Exercise details →
Copy the data exactly from the line that contains "Target: tree trunk" through the line that contains "Target: snow-covered ground", keeping both end lines and leaving out everything else.

Records supplied →
▽
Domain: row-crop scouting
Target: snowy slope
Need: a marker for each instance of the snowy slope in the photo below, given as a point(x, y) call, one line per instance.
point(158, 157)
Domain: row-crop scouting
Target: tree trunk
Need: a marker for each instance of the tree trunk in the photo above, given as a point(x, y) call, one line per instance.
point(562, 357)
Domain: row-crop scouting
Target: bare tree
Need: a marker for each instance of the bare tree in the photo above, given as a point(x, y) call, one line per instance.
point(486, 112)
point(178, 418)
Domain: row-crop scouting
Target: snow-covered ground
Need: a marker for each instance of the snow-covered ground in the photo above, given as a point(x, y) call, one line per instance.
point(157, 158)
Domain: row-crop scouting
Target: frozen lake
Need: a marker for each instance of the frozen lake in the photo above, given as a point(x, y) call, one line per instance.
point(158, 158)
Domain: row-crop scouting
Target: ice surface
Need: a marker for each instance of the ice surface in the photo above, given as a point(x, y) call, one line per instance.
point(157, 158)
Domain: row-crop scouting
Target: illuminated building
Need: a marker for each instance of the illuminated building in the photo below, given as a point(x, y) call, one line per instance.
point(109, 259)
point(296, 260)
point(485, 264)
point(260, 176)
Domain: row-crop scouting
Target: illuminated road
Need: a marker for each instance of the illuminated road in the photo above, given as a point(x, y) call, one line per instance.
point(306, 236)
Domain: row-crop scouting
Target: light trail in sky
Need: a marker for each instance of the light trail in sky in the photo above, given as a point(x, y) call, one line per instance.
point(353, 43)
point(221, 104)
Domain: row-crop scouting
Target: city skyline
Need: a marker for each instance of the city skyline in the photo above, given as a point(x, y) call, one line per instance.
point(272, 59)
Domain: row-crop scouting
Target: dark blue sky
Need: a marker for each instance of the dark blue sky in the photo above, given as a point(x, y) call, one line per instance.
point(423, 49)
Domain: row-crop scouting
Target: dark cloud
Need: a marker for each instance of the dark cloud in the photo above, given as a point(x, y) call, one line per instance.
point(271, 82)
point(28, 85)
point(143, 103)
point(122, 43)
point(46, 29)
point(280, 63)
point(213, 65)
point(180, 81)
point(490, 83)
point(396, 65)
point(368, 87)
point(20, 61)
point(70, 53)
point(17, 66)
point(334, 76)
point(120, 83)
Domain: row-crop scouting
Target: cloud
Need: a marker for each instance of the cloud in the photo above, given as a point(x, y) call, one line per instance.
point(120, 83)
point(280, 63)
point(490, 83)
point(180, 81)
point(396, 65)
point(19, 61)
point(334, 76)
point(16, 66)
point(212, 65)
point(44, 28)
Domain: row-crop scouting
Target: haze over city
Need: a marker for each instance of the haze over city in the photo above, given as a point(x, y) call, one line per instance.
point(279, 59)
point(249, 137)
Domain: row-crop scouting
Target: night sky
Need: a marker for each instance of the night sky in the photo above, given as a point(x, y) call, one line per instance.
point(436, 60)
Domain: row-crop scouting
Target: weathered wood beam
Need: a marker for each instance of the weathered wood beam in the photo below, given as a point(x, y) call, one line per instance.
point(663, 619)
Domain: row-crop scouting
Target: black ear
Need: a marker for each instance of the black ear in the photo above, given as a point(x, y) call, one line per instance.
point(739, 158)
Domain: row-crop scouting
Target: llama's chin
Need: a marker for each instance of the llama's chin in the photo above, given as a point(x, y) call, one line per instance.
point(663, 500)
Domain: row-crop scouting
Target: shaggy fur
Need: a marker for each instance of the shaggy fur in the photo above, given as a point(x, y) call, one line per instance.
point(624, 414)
△
Result of this task →
Target: tree trunk
Need: a marker for each instance of the tree trunk in the photo above, given as a point(x, y) call, one line per instance.
point(562, 357)
Domain: row-crop scouting
Target: bare tree
Need: a marker for each instance of the bare tree in the photo above, given as a point(x, y) call, one line per instance.
point(486, 112)
point(178, 418)
Domain: row-crop scouting
Target: snow-covered ground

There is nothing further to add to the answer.